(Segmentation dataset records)

-- BEGIN --

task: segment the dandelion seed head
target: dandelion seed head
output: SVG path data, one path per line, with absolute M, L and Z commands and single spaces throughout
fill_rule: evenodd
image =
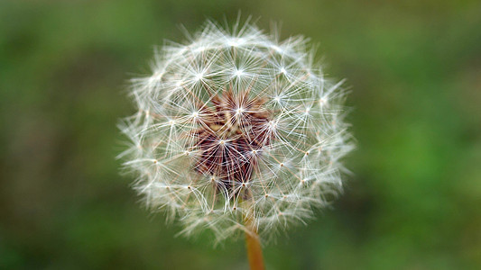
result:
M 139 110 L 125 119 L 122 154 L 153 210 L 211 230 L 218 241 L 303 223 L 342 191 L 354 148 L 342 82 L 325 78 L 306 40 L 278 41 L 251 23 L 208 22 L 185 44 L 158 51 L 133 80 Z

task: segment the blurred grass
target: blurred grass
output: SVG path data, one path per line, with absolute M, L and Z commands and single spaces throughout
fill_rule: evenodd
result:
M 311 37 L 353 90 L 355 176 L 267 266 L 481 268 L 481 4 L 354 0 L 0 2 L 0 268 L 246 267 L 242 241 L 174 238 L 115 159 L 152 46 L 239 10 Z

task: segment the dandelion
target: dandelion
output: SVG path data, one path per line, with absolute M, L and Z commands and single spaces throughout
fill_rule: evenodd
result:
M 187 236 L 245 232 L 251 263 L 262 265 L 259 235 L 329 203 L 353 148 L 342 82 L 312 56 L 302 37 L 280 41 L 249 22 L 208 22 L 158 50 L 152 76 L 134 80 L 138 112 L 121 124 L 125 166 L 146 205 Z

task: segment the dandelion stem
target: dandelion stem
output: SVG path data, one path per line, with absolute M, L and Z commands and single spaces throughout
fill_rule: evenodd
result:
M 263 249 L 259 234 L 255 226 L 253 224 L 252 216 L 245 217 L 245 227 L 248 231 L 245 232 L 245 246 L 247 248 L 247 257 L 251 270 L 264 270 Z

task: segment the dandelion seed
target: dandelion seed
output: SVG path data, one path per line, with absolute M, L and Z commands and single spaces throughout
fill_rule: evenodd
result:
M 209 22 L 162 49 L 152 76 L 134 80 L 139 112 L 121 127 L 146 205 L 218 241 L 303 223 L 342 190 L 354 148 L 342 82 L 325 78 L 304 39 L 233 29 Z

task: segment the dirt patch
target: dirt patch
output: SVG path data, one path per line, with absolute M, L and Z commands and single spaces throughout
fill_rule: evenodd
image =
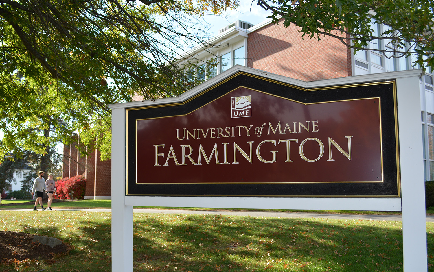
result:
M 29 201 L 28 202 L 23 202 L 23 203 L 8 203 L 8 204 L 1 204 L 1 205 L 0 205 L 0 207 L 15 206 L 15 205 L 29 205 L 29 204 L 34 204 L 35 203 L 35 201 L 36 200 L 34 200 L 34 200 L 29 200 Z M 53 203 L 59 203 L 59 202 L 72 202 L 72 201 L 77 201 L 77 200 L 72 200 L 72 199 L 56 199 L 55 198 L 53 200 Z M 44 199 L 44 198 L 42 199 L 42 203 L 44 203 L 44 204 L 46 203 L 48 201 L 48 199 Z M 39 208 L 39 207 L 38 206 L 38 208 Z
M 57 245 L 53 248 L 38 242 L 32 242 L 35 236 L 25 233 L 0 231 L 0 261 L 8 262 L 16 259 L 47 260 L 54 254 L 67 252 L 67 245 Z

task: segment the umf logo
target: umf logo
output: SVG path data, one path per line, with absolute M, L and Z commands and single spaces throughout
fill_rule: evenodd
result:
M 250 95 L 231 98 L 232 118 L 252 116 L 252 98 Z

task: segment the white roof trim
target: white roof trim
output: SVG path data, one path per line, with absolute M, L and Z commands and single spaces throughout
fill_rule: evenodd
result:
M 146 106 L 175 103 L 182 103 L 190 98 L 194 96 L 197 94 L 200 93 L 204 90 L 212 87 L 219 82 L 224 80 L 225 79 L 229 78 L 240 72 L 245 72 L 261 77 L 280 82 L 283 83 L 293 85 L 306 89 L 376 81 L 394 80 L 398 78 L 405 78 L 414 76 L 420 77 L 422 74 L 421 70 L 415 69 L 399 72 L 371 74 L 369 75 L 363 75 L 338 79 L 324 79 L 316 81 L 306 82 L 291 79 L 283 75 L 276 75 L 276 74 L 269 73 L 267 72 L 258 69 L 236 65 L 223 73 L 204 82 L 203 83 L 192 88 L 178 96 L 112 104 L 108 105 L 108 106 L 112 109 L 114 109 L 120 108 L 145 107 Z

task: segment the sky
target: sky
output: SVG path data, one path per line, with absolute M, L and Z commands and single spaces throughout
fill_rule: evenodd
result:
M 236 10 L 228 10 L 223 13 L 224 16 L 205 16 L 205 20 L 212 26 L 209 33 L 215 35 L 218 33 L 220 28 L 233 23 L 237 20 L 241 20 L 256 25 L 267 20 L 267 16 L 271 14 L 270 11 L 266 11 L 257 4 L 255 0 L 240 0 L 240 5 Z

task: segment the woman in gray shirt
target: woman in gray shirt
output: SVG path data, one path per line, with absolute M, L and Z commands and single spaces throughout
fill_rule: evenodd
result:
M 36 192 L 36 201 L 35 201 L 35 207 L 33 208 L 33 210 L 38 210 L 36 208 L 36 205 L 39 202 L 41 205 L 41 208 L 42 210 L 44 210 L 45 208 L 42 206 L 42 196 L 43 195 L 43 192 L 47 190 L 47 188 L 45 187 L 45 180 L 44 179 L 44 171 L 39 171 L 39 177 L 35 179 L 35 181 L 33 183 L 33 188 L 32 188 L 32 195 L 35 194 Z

-- END --
-- BEGIN --

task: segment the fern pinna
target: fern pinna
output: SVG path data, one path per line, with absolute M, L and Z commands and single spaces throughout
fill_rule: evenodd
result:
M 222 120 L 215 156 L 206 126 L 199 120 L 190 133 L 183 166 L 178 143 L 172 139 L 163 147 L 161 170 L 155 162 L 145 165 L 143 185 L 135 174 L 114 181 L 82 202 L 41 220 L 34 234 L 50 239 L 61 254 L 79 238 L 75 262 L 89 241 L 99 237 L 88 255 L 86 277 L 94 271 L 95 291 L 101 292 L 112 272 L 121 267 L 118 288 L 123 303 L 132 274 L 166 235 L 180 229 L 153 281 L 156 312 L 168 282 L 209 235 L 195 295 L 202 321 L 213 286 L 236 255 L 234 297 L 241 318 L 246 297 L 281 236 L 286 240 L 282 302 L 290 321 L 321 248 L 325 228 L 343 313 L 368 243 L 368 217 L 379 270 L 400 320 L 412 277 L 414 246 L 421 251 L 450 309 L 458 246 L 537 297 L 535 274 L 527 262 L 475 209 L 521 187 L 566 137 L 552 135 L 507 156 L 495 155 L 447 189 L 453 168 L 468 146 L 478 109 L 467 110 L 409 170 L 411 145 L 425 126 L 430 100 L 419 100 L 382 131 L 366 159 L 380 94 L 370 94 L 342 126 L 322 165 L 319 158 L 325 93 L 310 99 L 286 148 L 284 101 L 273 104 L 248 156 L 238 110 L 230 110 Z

-- END --
-- BEGIN --

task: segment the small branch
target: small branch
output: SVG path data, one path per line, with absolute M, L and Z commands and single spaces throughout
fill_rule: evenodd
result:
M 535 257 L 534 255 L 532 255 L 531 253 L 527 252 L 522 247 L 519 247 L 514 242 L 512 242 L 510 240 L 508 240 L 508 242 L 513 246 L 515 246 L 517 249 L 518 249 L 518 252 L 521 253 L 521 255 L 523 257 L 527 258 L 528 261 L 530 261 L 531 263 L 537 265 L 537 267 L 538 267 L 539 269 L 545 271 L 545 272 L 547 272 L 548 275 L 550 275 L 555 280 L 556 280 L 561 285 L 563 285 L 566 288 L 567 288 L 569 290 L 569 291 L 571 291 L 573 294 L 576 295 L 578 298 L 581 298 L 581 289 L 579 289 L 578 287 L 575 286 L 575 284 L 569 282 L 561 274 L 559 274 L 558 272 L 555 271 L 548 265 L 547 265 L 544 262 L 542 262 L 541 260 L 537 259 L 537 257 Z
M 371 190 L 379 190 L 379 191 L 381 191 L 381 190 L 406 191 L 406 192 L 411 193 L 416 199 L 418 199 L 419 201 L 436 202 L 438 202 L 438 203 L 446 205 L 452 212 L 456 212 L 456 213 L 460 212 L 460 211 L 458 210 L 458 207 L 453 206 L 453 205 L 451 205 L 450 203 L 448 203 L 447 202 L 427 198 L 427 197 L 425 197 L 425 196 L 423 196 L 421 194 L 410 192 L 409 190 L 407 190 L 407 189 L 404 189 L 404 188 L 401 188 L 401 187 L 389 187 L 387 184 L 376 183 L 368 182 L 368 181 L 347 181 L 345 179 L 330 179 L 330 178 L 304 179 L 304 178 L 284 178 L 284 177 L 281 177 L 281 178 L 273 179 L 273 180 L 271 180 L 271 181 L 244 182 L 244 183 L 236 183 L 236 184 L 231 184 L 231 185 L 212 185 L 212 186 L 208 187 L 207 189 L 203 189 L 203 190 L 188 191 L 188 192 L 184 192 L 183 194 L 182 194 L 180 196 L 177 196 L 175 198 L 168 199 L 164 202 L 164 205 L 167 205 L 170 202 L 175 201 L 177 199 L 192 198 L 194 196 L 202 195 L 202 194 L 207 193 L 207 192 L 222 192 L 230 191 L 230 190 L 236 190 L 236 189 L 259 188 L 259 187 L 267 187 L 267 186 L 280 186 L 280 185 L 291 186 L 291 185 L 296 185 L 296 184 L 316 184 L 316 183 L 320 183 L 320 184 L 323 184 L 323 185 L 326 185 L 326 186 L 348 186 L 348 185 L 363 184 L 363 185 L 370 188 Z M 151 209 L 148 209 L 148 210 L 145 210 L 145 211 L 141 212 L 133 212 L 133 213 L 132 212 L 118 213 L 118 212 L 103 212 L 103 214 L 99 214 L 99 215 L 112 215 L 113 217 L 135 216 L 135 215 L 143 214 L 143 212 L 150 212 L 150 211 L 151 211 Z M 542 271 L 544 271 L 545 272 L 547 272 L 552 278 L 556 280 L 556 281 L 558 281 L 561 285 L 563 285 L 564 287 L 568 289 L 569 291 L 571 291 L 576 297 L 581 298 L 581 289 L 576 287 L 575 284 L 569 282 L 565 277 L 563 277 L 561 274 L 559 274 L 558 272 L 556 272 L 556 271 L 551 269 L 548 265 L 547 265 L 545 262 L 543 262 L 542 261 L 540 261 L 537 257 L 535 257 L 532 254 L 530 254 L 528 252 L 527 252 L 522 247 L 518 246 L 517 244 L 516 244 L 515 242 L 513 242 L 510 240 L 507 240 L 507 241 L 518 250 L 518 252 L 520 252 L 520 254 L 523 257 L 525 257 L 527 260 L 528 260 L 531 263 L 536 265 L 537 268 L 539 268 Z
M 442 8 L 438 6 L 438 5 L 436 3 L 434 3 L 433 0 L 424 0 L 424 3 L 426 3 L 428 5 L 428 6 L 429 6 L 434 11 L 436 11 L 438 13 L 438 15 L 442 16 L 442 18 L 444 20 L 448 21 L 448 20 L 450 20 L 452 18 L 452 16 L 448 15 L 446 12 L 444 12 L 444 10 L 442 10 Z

-- END --

SET PROBLEM:
Rewrite the lines between the one holding "task: segment the white roof trim" and the one holding "M 146 106 L", inclusive, switching "white" to "gray" and changing nothing else.

COMPLETE ANSWER:
task: segment the gray roof trim
target: gray roof trim
output: SVG path data, one path per line, with absolute M, L and Z commands and single spaces throughout
fill_rule: evenodd
result:
M 146 106 L 175 103 L 182 103 L 190 98 L 194 96 L 197 94 L 200 93 L 204 90 L 212 87 L 219 82 L 224 80 L 225 79 L 229 78 L 240 72 L 245 72 L 261 77 L 280 82 L 283 83 L 293 85 L 306 89 L 376 81 L 394 80 L 398 78 L 405 78 L 414 76 L 420 77 L 422 74 L 421 70 L 415 69 L 399 72 L 371 74 L 369 75 L 363 75 L 338 79 L 324 79 L 316 81 L 306 82 L 291 79 L 283 75 L 276 75 L 276 74 L 269 73 L 267 72 L 258 69 L 236 65 L 223 73 L 204 82 L 203 83 L 192 88 L 178 96 L 112 104 L 108 105 L 108 106 L 112 109 L 114 109 L 120 108 L 145 107 Z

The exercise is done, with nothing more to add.